Text block |
________

A new innovative tool, developed by biostatistician Chris Gennings, PhD, of the Institute for Exposomic Research at Mount Sinai, allows scientists to study how diet can counteract the effects of harmful environmental exposures
Biostatistician Chris Gennings, PhD, has developed a revolutionary new tool to help environmental researchers study how diet can counteract the effects of harmful environmental exposures.
Diet as a Counter Measure
My Nutrition Index assigns a score to a person’s diet by analyzing dozens of variables, including vitamins, minerals, macronutrients and electrolytes, as well as personal data such as sex, age, height, weight, pregnancy status, dietary choices, and medical conditions. The score, a measure of the general nutritional value of a person’s diet, can be added as a variable to environmental health studies to better understand the interplay of diet and environmental toxins.
Gennings’ methodology offers a ray of hope amid growing evidence that the environment exposes humans to countless environmental hazards associated with negative health impact.
“Environmental exposures are so broad and so complex,” says Gennings, Director of the Division of Biostatistics and Research Professor in the Department of Environmental Medicine and Public Health at the Icahn School of Medicine at Mount Sinai, and a member of the Institute for Exposomic Research. “Are we ever going to get rid of these chemicals? If I tell someone that they might not be able to reduce environmental exposure but you can gain resilience from dietary nutrition, to buffer those exposures — that’s a positive health message,” says Gennings.
Prenatal and Early Life Effects
In her own research using My Nutrition Index as a metric of overall nutrition, Gennings has found that children exposed to endocrine-disrupting chemicals in utero scored higher on IQ tests at age 7 as compared with similarly exposed peers, if their mother ate a nutritious diet while pregnant.
Her 2020 study, based on a group of Swedish women, also answered a vexing question for parents and doctors: Should a pregnant woman eat fish? Fish contains healthy fats, vitamins and minerals, yet fish also contain toxins such as PFAS. Gennings found that eating some fish while pregnant was better than not eating fish at all in terms of reducing the impact of PFAS on birth weight.

________

Recorded data |
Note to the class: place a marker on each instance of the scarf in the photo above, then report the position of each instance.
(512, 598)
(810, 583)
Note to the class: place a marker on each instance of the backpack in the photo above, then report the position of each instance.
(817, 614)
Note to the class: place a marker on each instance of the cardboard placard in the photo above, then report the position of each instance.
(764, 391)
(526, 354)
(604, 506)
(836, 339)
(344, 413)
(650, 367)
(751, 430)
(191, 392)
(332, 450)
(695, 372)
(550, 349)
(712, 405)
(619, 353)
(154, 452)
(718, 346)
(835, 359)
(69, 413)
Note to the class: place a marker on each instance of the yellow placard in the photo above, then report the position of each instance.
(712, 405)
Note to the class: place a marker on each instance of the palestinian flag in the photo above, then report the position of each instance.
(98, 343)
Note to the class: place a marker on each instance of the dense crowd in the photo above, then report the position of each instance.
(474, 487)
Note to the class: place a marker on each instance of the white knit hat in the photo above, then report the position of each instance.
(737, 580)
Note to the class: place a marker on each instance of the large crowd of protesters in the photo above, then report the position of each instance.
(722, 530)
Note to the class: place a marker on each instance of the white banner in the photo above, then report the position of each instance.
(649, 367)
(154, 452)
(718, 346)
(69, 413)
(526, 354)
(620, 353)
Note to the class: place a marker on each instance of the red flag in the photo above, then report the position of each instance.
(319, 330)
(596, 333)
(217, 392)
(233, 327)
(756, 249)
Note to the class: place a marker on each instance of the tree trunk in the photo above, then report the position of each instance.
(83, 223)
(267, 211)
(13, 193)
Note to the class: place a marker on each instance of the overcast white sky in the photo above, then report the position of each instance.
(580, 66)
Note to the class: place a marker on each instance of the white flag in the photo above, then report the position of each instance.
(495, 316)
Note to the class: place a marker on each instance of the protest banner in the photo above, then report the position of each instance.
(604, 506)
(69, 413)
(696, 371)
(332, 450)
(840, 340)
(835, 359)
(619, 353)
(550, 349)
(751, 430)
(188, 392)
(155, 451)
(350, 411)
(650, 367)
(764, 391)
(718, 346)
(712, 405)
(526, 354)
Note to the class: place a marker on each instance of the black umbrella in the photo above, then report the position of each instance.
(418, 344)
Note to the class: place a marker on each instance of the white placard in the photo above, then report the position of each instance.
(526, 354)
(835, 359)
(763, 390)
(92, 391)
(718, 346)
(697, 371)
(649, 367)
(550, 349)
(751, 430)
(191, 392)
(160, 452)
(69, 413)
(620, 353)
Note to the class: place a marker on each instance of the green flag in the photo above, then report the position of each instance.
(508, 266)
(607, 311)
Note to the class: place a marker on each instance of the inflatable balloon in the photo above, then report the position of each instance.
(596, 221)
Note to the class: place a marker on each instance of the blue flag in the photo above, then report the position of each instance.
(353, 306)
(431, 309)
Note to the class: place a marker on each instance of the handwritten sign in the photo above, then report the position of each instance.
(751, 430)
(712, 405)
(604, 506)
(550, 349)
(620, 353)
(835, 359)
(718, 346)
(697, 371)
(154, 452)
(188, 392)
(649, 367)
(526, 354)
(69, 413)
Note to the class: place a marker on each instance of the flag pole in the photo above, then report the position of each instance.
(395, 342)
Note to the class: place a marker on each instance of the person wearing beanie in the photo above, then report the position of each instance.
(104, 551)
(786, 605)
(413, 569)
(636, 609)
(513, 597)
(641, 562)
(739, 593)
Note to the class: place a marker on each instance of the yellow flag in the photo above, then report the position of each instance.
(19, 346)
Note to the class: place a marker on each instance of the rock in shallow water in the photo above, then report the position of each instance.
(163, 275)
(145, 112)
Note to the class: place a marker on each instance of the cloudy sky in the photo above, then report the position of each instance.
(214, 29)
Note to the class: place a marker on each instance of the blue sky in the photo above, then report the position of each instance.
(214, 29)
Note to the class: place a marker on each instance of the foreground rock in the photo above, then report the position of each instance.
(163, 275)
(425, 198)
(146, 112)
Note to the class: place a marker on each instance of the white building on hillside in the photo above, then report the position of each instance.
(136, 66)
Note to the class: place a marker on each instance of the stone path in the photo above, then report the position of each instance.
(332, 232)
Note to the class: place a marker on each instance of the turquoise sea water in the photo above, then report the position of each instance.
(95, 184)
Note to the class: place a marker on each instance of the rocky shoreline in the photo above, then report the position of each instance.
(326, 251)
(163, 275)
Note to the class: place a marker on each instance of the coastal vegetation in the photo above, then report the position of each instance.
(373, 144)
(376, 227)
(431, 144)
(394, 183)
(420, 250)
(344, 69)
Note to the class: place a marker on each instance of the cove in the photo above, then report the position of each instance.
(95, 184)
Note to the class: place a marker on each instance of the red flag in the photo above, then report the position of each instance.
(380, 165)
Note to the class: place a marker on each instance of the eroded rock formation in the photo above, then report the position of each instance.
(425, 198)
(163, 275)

________

Required actions |
**A)** Reproduce verbatim the part of the My Nutrition Index text between "Gennings’ methodology offers" and "negative health impact.", inclusive.
**B)** According to the My Nutrition Index text, why does Gennings consider her message about diet a positive one? Answer in one to three sentences.
The entries have nothing to do with the My Nutrition Index text.

Task-by-task results |
**A)**
Gennings’ methodology offers a ray of hope amid growing evidence that the environment exposes humans to countless environmental hazards associated with negative health impact.

**B)** Environmental exposures are so broad and complex that people may not be able to reduce them. Dietary nutrition can still give people resilience that buffers those exposures.